Wanting and not wanting to live and to die - The concept of a "life worth living" in eating disorders care
Please note: This webinar is part of a four-part series designed to deepen your understanding of eating disorders. Join us for the full eating disorders webinar series and enhance your skills and insights across all topics:
- Nov. 18, 2024 - Wanting and not wanting to live and to die: The concept of a “life worth living” in eating disorders care.
- Dec. 9, 2024 - Treating suicide and self-harm in youth with eating disorders.
- Jan. 14, 2025 - Building anti-oppressive eating disorder spaces: Unpacking our assumptions.
- March 3, 2025 - The practice and practicalities of DBT skills for eating disorders.
Description: Most eating disorder treatments focus on weight and nutritional stability as primary treatment targets. While essential to recovery, the lack of attention to improving quality of life and working with ambivalence or anosognosia continue to represent a substantial gap in care. Those receiving care have reported a desire for treatments to be more collaborative, less rigid in their definitions and approaches to recovery, and to prioritize and broaden approaches to psychological and physical well-being.
MED-DBT is an innovative, multimodal treatment designed for individuals suffering with multiple co-occurring conditions in the context of an eating disorder. Like standard DBT, the overarching goal MED-DBT is to help clients escape “survival mode” and build lives that they experience as worth living. Linehan (1993) described a life worth living as one that has personal meaning, a sense of purpose and connection, and one that brings joy and pleasure.
::::::
TASKS TO COMPLETE ->
(a) According to the webinar description, how did Linehan (1993) describe a life worth living?
(b) Reproduce the webinar description from the words "MED-DBT is an" through "joy and pleasure.", switching "multimodal" to "integrated".
Base your responses only on the webinar description.

(Referring expression pointing data)
::::::
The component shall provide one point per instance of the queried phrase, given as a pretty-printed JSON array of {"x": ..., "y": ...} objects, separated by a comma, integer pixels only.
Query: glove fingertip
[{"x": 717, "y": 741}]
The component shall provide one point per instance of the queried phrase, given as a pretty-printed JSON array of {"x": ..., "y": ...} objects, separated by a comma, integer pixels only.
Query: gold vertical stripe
::::::
PER-TASK OUTPUTS ->
(a) As one that has personal meaning, a sense of purpose and connection, and one that brings joy and pleasure.

(b)
MED-DBT is an innovative, integrated treatment designed for individuals suffering with multiple co-occurring conditions in the context of an eating disorder. Like standard DBT, the overarching goal MED-DBT is to help clients escape “survival mode” and build lives that they experience as worth living. Linehan (1993) described a life worth living as one that has personal meaning, a sense of purpose and connection, and one that brings joy and pleasure.